■ What to work on:
Please revise the records from their start through the line holding "M62 387L37 354L0 355L0 453L33 453L57 442Z", inclusive, changing "five-spoke wheel" to "alloy wheel" and leaving everything else as it is. Return only those lines.

** Start Dataset records **

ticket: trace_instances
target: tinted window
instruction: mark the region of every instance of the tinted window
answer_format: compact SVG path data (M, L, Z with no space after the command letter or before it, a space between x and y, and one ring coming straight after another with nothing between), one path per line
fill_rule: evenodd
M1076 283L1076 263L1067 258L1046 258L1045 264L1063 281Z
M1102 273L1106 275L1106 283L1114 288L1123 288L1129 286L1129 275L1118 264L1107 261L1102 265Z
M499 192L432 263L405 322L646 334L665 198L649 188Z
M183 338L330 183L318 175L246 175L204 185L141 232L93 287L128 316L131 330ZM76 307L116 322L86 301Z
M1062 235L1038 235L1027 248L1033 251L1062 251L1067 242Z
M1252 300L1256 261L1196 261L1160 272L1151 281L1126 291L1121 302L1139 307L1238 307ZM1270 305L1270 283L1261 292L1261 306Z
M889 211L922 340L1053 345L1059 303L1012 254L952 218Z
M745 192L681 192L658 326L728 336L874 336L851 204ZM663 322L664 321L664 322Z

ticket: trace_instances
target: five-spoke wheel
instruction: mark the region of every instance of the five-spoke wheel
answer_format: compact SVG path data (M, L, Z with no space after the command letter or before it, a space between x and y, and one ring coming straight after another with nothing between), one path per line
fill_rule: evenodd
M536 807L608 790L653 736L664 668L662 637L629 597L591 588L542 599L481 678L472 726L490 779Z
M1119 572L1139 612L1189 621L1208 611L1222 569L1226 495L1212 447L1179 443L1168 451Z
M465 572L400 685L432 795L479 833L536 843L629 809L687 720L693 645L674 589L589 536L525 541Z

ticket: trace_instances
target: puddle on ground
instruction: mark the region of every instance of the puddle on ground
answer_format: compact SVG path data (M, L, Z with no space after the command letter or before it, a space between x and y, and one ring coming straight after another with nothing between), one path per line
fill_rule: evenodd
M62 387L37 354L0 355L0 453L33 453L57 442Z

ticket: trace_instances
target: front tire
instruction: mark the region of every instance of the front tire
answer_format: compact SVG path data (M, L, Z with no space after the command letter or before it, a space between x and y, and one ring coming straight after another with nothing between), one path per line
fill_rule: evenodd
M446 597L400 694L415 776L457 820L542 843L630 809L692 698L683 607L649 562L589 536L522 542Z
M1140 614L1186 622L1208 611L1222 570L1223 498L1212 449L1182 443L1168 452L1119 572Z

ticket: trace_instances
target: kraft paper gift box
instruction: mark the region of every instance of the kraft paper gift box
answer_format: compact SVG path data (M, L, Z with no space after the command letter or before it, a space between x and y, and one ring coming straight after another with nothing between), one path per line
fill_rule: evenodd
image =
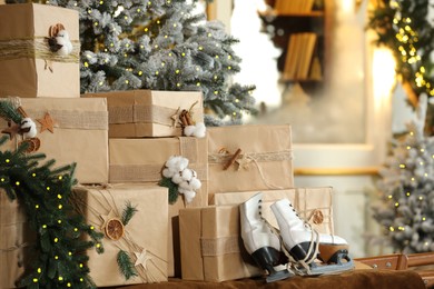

** End Dataset records **

■ Answer to this exercise:
ticket: trace_instances
target: tinted window
instruction: mark the region of every instance of the tinted window
answer_format: compact SVG path data (M, L, Z with no space after the command letter or before it, a space between x and y, and one ring coming straight after another with nothing between), one path per line
fill_rule: evenodd
M1076 283L1076 263L1067 258L1046 258L1045 264L1063 281Z
M1102 273L1106 275L1106 283L1114 288L1123 288L1129 286L1129 275L1118 264L1107 261L1102 265Z
M499 192L432 263L405 322L646 334L665 198L649 188Z
M183 338L330 183L318 175L246 175L204 185L141 232L93 287L128 316L131 330ZM76 307L116 322L86 301Z
M1062 235L1038 235L1027 248L1033 251L1062 251L1067 242Z
M1252 300L1256 261L1196 261L1160 272L1151 281L1126 291L1121 302L1139 307L1238 307ZM1270 305L1270 283L1261 292L1261 306Z
M889 211L922 340L1053 345L1059 303L1012 254L952 218Z
M745 192L681 192L658 326L728 336L874 336L851 204ZM663 322L664 321L664 322Z

ticket: trace_instances
target: alloy wheel
instruction: mark the region of every instance of the alloy wheel
answer_format: compact SVG path data (M, L, Z with no space after the command letter or before it, a space between x and y, and one ring coming straight after another with nothing between), one path per line
fill_rule: evenodd
M536 807L608 790L653 736L664 668L662 637L629 597L591 588L542 599L481 678L472 726L490 779Z
M1119 572L1139 612L1189 621L1208 611L1222 569L1226 495L1212 447L1179 443L1168 451Z
M465 572L400 685L432 795L479 833L536 843L629 809L687 720L693 645L674 589L589 536L525 541Z

ticket: trace_instances
target: puddle on ground
instruction: mark the region of every instance of the puddle on ground
answer_format: compact SVG path data (M, L, Z with no space after the command letter or before it, a space between x and y, and one ring coming straight after another with nothing between), one path per line
fill_rule: evenodd
M62 387L37 354L0 355L0 453L33 453L57 442Z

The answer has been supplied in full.